Set task » Beginning with the line where "Target: stream bed" appears, retype every remaining line of the data below, both the first and last included.

Entries supplied »
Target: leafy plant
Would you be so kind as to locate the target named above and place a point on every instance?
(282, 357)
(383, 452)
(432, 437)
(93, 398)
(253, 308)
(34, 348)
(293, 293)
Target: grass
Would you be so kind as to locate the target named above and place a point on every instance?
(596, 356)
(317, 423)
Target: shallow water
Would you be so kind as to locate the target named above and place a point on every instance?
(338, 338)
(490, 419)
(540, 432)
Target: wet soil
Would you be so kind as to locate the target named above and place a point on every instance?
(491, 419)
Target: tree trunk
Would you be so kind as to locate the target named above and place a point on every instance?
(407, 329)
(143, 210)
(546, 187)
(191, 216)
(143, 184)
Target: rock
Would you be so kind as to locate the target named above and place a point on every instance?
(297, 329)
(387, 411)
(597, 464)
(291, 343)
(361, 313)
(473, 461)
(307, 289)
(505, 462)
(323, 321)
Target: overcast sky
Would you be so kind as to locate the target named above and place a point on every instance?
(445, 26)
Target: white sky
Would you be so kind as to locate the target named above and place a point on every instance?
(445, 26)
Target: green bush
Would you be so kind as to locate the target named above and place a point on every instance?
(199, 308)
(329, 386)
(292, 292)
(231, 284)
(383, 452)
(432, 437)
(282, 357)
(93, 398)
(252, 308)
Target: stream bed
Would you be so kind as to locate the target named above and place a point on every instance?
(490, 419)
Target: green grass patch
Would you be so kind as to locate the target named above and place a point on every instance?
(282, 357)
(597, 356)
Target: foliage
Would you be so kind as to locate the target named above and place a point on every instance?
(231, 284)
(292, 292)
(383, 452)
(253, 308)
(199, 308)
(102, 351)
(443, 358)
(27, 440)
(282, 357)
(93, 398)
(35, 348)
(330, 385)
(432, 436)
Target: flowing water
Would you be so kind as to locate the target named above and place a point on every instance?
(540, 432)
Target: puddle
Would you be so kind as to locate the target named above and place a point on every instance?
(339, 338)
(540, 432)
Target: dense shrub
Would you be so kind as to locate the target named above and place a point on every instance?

Expected answer »
Target: stream bed
Would you be so kind as to locate the target named above and place a point on every instance?
(490, 419)
Target: green grass patch
Would you be so kind as to locate the target named above and place a point on every instance?
(282, 357)
(597, 356)
Target: foliage
Would you be so kind as to locate the target named above and place a point on every instance?
(231, 284)
(292, 292)
(383, 452)
(253, 308)
(199, 308)
(102, 351)
(443, 358)
(27, 440)
(282, 357)
(93, 398)
(35, 348)
(330, 385)
(432, 436)
Target: flowing water
Would you be so kind as to locate the target named above and place a point on every instance?
(540, 432)
Target: puddle
Would you be so kind as to locate the target named above and place a point on every instance?
(339, 338)
(540, 432)
Target: dense shrub
Would you be so kind as to locate the target named above and place a point on every instance?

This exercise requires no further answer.